Metroid est une série qui ne connait
pas un succès monstre, mais qui garde toujours une sorte d'aura sans
faille auprès des fans. Malgré une trilogie Prime qui avait montré
à la face du monde qu'on pouvait passer du jeu 2D à la vue
subjective sans enlever la quintessence de l'esprit du jeu ni
dénaturer le gameplay originel, les fans marqués par
l'extraordinaire Super Metroid (sorti en 1994) sur Super Nintendo,
espéraient néanmoins un "retour aux sources" de la part
de Nintendo sur une de leurs séries phares. Probablement poussé par
la fronde relative d'une frange de Nintendo fans déçus par le
manque de jeux qui leur étaient destinés sur Wii, c'est ce que la
firme japonaise a décidé en confiant un nouvel épisode des
aventures de Samus Aran à la Team Ninja (connue pour les Ninja
Gaiden et les Dead or Alive, et surtout son irrénarable fondateur
-mais aujourd'hui parti- Tomonobu Itagaki). Un jeu qui promet donc un
gameplay plus « plateformes », mais aussi plus dynamique. Est-ce que ce changement de forme va rassurer les fans de la série de Nintendo? Soyons clairs dès le début : ce n'est pas sûr.

 

Ce Metroid : Other M ne cache pas
sa filiation avec son illustre ancêtre Super NES ; il en est la
suite directe. D'ailleurs, la première scène du jeu est une
cinématique (magnifique il faut l'avouer) rappelant le dernier
combat de Samus contre Mother Brain sur la planète Zebès (lieu où
se passait l'action de Super Metroid). L'héroïne a erré quelques
années avant de reprendre son rôle de chasseuse de primes
intergalactique, toujours marquée par ces événements récents.

_ _ _ _

# Consigne
Prolongez la critique de Metroid : Other M à partir de sa dernière phrase. Le matériel qui suit n'a aucun rapport avec la critique de Metroid : Other M.

# Données
_ _ _ _

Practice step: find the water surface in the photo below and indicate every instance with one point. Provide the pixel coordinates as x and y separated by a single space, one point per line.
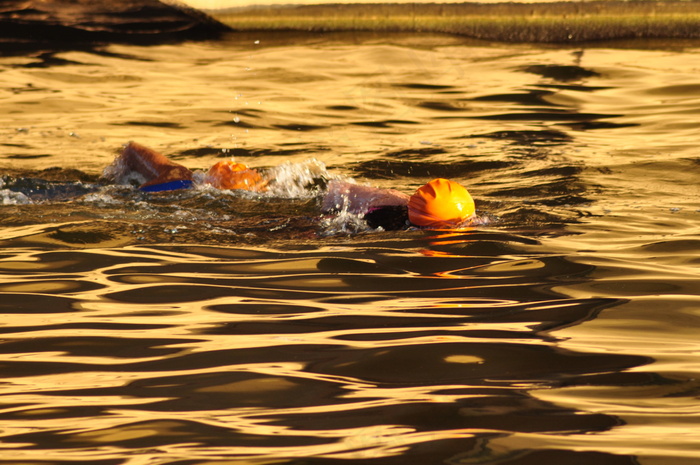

_ _ _ _

# Réponse
Soudain, elle reçoit un signal d'alerte émanant de la
« station-bouteille », un centre spatial géré par la
fédération galactique. Une fois sur place, Samus va découvrir
qu'elle est liée indirectement à cet endroit, notamment en
retrouvant ses anciens collègues des forces armées de la fédération
(dont son ancien ami Anthony), mais aussi à son passé avec les
metroids. Sans en dévoiler davantage, la grande nouveauté de cet
épisode Wii est un scénario appuyé par une narration forte et
entrecoupé régulièrement par des cinématiques (en général de
qualité et bien mises en scène). On en apprend davantage sur le
passé et la jeunesse de Samus Aran et on comprend mieux (s'il en
était besoin) son statut de femme forte et son caractère en acier
trempé (mais malmené par des interrogations incessantes).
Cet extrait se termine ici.